### [The records]
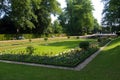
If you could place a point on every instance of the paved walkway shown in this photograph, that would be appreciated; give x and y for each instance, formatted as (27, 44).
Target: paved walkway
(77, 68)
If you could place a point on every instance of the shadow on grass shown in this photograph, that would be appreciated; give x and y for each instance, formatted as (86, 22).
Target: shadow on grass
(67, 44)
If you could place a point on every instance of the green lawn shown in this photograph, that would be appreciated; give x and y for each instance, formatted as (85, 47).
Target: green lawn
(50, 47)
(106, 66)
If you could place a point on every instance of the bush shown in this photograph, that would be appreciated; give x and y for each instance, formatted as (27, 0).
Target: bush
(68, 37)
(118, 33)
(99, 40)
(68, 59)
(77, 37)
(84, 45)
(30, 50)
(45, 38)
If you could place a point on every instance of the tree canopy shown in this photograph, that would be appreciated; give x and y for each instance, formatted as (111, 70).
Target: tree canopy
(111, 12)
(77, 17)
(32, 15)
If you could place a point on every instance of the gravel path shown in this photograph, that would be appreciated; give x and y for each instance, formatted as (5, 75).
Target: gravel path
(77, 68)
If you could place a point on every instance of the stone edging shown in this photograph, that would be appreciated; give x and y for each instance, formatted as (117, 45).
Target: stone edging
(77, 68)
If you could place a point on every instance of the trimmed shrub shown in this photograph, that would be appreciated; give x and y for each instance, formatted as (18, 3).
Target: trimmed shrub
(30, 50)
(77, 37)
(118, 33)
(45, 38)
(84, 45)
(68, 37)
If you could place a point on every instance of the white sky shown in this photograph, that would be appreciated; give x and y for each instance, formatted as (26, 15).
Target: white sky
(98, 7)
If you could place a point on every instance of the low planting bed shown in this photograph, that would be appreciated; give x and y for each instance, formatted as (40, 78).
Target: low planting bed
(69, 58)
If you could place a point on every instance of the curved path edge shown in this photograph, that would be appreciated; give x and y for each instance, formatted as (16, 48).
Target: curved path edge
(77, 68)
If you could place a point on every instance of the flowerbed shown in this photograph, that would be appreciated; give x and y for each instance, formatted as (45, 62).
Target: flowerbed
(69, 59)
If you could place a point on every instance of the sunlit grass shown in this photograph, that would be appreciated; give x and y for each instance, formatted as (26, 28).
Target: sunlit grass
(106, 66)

### [Task objective]
All that should be returned is the run of lines from the start of the entries above to the line bearing "as (5, 75).", each exact, with pictures omitted.

### [Exercise response]
If you could place a point on every instance of the paved walkway shown in this photograph, that would be appreciated; give x and y for each instance, formatted as (27, 44).
Target: paved walkway
(77, 68)
If you could place a point on every instance of the shadow on grass shown in this photograph, that would be appreciated; give x and y for each instance, formatted as (86, 22).
Target: shadow on grass
(67, 44)
If you could place a point on every instance of the green lawn shown in this photograph, that would be appreciated; give x and y for each instance, formatted as (85, 47).
Target: green lawn
(50, 47)
(106, 66)
If you could place a point on every instance of the bush shown in this photograph, that would be appreciated; give x and y for each instance, formatted as (27, 0).
Target: bush
(68, 37)
(118, 33)
(99, 40)
(68, 59)
(77, 37)
(84, 45)
(30, 50)
(45, 38)
If you could place a point on every instance of the tree canopy shown in this photograph, that would be appreciated; give x and y for each instance, formatted as (111, 70).
Target: tree canopy
(111, 12)
(77, 17)
(32, 15)
If you could place a point on every instance of the gravel path shown in this photograph, that would be appreciated; give x and y for each instance, formatted as (5, 75).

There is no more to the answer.